‘Percival Everett by Virgil Russell’ Toys with Voice and Identity, and Bonds Between Father and Son

Percival Everett is one of those important black artist types who has zero swag in the black pop culture stratosphere.

His novels, most notably Erasure (2001) and I Am Not Sidney Poitier (2009), have been widely acclaimed. But he doesn’t write mocha-dipped chick lit, like Eric James Dickey or the late E. Lynn Harris. He’s not a fire-breathing polemicist like Amira Baraka or Ishmael Reed. And his work is as far removed from street-inflected “urban fiction” as you can get without going all the way to, say, the Greeks.

His terrain, if one can call it that, is that of “literary fiction”, that place where writers explore their craft, engage their muse, and try to express their ideas in a manner that is at once technically and emotionally accomplished. Such works are often entertaining, but seldom conceived as entertainment. OK, it’s highbrow stuff, at least compared to the Terry McMillans of the world. He’s even a bit of an acquired taste, as would the likes of Matthew Shipp be to a casual jazz listener, or a Charles Burnett film would be to someone used to Hollywood fare. Suffice it to say that if you see an Everett title for sale in the ‘hood, be amazed, be very amazed.

(Dataset excerpts)
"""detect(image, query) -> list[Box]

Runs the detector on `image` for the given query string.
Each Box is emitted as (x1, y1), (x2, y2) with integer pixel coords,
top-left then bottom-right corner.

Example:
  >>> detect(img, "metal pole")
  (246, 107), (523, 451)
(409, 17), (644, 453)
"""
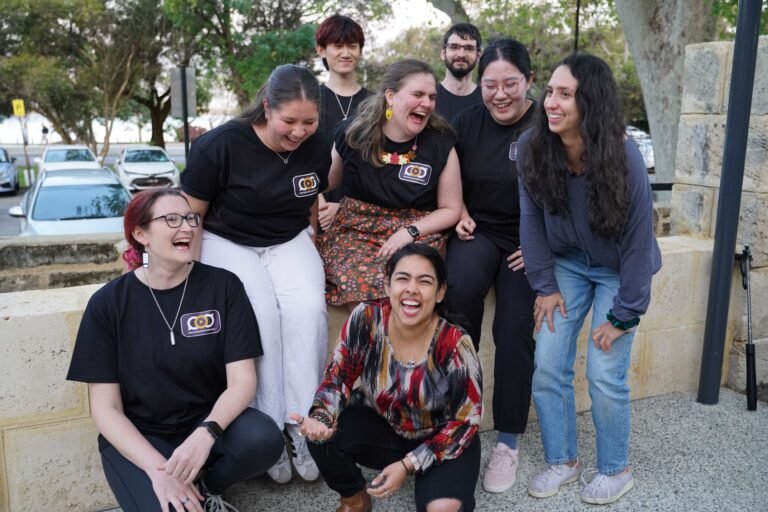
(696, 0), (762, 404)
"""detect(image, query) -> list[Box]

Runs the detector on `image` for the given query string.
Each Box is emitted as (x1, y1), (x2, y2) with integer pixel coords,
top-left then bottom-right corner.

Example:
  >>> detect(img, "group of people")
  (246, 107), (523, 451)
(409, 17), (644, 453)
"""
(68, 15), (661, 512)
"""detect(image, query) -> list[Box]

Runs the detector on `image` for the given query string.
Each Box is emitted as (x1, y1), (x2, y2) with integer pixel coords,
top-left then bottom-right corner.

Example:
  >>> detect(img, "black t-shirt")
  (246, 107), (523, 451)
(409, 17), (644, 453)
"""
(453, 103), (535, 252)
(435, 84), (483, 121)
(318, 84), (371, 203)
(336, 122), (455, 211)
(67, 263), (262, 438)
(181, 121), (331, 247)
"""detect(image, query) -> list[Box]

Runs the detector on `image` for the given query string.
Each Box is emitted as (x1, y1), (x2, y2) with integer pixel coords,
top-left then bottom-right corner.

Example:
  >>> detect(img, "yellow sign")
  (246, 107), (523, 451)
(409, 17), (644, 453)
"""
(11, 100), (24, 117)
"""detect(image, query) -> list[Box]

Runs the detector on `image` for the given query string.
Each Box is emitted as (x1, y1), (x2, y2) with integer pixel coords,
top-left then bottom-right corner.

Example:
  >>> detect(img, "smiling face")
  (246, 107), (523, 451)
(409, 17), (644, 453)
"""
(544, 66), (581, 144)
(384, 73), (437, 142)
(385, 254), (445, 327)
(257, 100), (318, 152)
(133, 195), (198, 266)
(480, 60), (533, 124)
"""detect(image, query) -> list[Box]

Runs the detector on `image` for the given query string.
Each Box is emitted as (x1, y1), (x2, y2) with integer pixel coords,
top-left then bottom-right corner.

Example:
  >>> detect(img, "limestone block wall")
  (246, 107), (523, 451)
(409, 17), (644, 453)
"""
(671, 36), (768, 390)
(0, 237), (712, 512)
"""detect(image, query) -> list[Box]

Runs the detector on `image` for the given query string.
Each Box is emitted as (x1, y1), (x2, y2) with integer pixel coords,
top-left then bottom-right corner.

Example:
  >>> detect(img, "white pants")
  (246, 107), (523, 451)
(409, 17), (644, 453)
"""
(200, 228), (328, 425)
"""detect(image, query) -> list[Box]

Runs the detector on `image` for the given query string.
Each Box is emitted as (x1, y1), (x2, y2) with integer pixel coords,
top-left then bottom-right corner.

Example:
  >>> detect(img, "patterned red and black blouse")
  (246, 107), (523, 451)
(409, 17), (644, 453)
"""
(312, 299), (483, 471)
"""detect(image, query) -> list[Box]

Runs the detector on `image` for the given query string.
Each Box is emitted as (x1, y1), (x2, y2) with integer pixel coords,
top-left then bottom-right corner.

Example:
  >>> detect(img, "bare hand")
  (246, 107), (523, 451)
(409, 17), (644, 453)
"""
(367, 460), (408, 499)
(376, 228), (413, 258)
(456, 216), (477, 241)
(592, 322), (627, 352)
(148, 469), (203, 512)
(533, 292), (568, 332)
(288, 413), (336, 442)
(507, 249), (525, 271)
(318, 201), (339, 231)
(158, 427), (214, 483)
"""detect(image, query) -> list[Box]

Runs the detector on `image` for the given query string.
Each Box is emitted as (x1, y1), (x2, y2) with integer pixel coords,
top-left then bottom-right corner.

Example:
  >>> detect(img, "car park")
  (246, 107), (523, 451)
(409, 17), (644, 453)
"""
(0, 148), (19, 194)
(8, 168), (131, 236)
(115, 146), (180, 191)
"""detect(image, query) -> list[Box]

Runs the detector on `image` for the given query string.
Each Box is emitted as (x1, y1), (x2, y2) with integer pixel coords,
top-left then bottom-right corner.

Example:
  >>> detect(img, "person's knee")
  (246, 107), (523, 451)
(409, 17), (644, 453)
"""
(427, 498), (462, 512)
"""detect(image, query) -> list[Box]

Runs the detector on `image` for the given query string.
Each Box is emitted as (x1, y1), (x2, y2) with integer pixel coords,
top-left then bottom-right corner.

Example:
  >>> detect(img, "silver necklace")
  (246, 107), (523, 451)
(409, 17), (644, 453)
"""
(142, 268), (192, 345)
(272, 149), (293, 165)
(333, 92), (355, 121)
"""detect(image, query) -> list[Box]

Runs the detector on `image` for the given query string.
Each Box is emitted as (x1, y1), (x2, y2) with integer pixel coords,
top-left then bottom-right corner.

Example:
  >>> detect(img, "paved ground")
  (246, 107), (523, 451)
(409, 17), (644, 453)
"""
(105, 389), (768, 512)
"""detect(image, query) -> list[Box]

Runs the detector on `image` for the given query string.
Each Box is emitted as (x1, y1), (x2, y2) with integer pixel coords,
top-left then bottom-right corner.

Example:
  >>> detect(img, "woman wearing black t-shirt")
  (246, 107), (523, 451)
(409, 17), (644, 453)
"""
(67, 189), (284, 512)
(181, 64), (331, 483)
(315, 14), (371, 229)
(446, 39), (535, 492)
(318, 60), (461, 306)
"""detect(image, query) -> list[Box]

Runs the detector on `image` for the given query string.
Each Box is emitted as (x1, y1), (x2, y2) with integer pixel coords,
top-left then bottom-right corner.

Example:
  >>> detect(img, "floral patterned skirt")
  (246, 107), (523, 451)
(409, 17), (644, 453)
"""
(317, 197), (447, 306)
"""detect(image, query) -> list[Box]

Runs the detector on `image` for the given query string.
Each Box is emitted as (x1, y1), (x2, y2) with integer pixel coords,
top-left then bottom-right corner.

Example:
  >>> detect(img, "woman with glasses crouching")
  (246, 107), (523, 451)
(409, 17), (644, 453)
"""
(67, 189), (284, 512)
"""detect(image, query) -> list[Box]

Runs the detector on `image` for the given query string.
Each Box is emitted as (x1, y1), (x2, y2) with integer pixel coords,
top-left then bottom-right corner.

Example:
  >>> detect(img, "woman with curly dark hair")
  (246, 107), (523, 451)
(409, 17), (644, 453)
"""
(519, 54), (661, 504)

— BRIEF 1 —
In the Percival Everett review, which two of his novels are named as the most widely acclaimed?
— BRIEF 2 —
Using the Percival Everett review, explain in one to three sentences why the writer says to "be amazed" at finding an Everett title for sale in the 'hood.
— BRIEF 3 —
Carry the Percival Everett review forward from its last sentence.

— EXERCISE RESPONSE 1 —
Erasure (2001) and I Am Not Sidney Poitier (2009).

— EXERCISE RESPONSE 2 —
Everett writes literary fiction, which the review calls highbrow and an acquired taste. His work is far removed from the chick lit, polemics and street-inflected urban fiction it contrasts him with. He also has "zero swag" in black pop culture.

— EXERCISE RESPONSE 3 —
This isn’t to say that Everett’s work is difficult, esoteric, or otherwise beyond the pale of blackness. It can be knotty to read at points, but that’s part of its charm. True, blackness is never far from the action. Race informs his characters’ lives: how they see themselves, the experiences that have formed them, the contours it has placed around their lives. But he’s more concerned with identity, how his characters bang their way (or not) out of their boxes.

His latest novel, Percival Everett by Virgil Russell, is everything one would expect a Percival Everett novel to be. It’s witty, perceptive, chockablock with allusions to both philosophy and contemporary pop culture, and graced with long passages that capture the complexity of what his characters are thinking, even if most of us would never frame our thoughts that way.

It’s also, for the first 100 pages, tricky to decipher what’s happening. The perspective shifts frequently, from a son visiting his father in a nursing home to that same son visited by a mysterious woman who claims to seek an apprenticeship but turns out to have another agenda to a doctor treating his obese next-door neighbor (whose brother may have accidentally shot his horse) in exchange for vintage cameras to Nat Turner seeing his speech for the 1963 March on Washington – yes, that Nat Turner — mercilessly rewritten. But all these encounters weave back to the conversation between the father and the son, which invariably circles back to when the mother skipped out of the household when the boy was 13.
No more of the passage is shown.